Your instructions:
Rewrite the rows from the first one through the line containing "[(910, 44), (411, 480), (385, 484)]", changing every "Query" to "Label" and leaving everything else unchanged.

Dataset records:
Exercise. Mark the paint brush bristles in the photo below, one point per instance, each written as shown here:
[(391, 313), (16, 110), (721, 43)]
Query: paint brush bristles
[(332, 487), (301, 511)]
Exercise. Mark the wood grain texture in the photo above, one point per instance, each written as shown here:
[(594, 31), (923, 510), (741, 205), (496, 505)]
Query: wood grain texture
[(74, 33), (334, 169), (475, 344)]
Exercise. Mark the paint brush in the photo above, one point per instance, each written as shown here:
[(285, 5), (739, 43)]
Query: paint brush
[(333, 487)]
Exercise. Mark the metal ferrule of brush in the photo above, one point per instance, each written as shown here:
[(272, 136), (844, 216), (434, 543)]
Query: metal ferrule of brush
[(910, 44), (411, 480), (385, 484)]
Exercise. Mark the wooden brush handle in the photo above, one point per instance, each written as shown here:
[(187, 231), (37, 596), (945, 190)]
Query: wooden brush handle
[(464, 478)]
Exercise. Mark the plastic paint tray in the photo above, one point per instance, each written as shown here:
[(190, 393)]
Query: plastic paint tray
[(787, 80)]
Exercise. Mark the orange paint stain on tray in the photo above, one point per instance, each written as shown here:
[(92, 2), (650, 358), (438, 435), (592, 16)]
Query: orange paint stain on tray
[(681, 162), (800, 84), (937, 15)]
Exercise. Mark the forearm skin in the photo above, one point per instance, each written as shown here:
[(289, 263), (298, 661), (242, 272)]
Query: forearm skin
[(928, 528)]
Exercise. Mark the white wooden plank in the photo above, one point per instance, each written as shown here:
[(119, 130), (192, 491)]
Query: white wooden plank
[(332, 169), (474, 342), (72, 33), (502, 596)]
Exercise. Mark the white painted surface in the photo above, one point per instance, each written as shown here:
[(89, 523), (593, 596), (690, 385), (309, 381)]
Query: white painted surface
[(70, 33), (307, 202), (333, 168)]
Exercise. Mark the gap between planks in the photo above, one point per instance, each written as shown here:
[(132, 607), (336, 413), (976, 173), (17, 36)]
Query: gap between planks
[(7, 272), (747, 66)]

Response to this exercise:
Exercise. Mark the paint brush bristles in the photo below, one point per instance, each written as shown here:
[(391, 313), (16, 110), (721, 43)]
Label: paint brush bristles
[(332, 487), (301, 511)]
Exercise. Mark the wood grain texture in the photo above, one point per instance, each written as shown here:
[(594, 31), (923, 510), (741, 205), (496, 505)]
Label: wood grain texture
[(74, 33), (334, 169), (475, 344)]
Exercise. Mark the paint brush in the photo above, one point per instance, each written as shown here:
[(285, 5), (739, 43)]
Label: paint brush
[(333, 487)]
Exercise. Mark the metal ferrule of brush in the photo above, one point per instance, each written as shown here:
[(272, 136), (844, 216), (434, 543)]
Label: metal ferrule of brush
[(910, 44), (411, 480), (385, 484)]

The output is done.